Per Huxley la storia non è manipolata come per Orwell: è cancellata, sbagliata e abominevole, “una sciocchezza” per dirla con Nostro Signore Ford. Il presente è invece giovinezza, salute e gioia. Famiglia, amore, cultura sono abolite, sostituite dai vizi senza i quali “non si può avere una civiltà durevole”. Per la ribellione, l’anticonformismo, c’è la dose di Soma, la droga di Stato che inebetisce e anestetizza in nome della coesione sociale. Si vive di innumerevoli, stupidi slogan e filastrocche infantili recitate all’infinito.
Che dire dei personaggi, ingannevoli e ambigui? Bernard Marx, l’outsider malinconico, idealista e sentimentale, esordisce dandoci l’idea di essere il Winston Smith di Huxley e compie una triste parabola di meschinità ed egoismo; Lenina Crowne, frivola e testa-vuota, cittadina-tipo di questa società artificiosa, scopre una profondità alla quale non è e non sarà mai pronta. John, il “Selvaggio”, dà il tono alla narrazione. In un’opera che cita Shakespeare più che spesso, sono gli occhi dello straniero, della terza parte, a fornire la giusta lettura della società che vede. Occhi “selvaggi”, allenati all’amore, all’attaccamento, all’eroismo: tutte cose che il Mondo Nuovo infine distrugge con la propria sete di idolatria mediatica, un epilogo che fa impallidire anche il “2+2” orwelliano.
La mattina in cui ho finito il libro, il giornale radio rimproverava l’assenza dei movimenti pacifisti nelle piazze italiane ed europee. Un po’ come in un mio brano, in cui dicevo che “nelle piazze tutto tace/le bandiere della pace/alla prima bomba s’ammainavano di già”.
“Oh, Brave new World!” Abbiamo riposto le bandiere della Pace in un cassetto, scambiata per un hashtag, che poi è lo slogan per antonomasia; drogati da schermi e serie TV; compiaciuti nel nostro anticonformismo da tastiera, urliamo da case di cemento scaldate a gas e illuminate a carbone che dobbiamo salvare il mondo dalla deriva liberista.

## Righe di dati

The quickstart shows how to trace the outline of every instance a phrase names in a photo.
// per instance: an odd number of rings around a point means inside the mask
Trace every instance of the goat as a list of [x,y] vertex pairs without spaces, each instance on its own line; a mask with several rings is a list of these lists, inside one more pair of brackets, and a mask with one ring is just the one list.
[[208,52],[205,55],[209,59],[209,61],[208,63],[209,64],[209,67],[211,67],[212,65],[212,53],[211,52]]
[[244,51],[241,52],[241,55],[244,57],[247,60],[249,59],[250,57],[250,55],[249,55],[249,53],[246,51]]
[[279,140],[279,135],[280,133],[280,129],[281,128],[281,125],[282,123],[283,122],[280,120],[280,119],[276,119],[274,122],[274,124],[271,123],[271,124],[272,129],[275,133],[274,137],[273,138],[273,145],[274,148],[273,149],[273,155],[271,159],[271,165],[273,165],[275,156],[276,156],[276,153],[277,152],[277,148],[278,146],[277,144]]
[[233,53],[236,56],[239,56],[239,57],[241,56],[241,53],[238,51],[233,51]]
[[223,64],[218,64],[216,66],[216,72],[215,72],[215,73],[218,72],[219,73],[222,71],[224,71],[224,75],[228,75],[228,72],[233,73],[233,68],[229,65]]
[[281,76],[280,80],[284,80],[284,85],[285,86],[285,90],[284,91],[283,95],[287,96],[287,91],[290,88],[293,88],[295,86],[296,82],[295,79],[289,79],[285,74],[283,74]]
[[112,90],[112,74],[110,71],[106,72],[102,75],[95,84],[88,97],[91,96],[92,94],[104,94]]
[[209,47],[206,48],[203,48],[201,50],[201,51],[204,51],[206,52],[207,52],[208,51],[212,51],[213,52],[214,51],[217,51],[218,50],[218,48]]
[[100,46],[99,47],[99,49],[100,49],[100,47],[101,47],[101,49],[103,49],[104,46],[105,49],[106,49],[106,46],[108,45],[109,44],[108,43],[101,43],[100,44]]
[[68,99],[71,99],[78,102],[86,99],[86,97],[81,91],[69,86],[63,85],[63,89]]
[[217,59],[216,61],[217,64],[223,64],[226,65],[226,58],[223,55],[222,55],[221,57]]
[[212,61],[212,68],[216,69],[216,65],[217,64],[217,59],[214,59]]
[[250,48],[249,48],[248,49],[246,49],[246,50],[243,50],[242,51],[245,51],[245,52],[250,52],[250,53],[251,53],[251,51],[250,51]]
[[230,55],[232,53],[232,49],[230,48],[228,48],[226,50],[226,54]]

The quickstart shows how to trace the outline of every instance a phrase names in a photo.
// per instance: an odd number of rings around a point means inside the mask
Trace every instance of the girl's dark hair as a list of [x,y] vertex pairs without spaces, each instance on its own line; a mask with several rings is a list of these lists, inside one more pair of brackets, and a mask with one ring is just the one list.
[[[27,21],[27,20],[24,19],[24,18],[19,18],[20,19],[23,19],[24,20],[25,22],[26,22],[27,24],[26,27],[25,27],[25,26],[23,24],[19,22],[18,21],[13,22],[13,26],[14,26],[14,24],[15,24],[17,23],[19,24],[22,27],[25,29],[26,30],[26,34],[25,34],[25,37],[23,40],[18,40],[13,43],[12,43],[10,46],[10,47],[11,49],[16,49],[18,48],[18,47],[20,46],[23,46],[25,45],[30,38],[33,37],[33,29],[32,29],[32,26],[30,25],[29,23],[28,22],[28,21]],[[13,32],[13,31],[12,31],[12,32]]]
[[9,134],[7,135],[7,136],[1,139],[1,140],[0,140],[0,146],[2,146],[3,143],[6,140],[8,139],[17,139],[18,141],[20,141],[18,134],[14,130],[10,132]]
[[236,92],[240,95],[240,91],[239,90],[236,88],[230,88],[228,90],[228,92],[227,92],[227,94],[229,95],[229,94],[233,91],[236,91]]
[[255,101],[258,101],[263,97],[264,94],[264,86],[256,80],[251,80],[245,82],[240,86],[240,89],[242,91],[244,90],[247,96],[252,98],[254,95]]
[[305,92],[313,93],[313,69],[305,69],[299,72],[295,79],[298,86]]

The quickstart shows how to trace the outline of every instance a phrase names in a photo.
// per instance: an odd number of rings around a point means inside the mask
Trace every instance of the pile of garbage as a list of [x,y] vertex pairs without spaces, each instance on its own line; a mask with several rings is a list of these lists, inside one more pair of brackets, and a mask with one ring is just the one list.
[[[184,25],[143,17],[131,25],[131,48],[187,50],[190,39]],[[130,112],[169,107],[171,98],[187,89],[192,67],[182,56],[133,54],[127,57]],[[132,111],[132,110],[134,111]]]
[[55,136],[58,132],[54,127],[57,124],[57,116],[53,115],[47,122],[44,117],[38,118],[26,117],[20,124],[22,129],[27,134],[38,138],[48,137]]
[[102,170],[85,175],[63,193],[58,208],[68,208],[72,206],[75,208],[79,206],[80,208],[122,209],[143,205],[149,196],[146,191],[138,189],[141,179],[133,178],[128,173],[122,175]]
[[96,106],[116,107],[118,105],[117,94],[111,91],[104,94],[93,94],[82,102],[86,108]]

## Obiettivo dell'esercizio
Nel brano citato, come si chiama la droga di Stato che viene data contro la ribellione e l'anticonformismo?

## Soluzione dell'esercizio
Soma.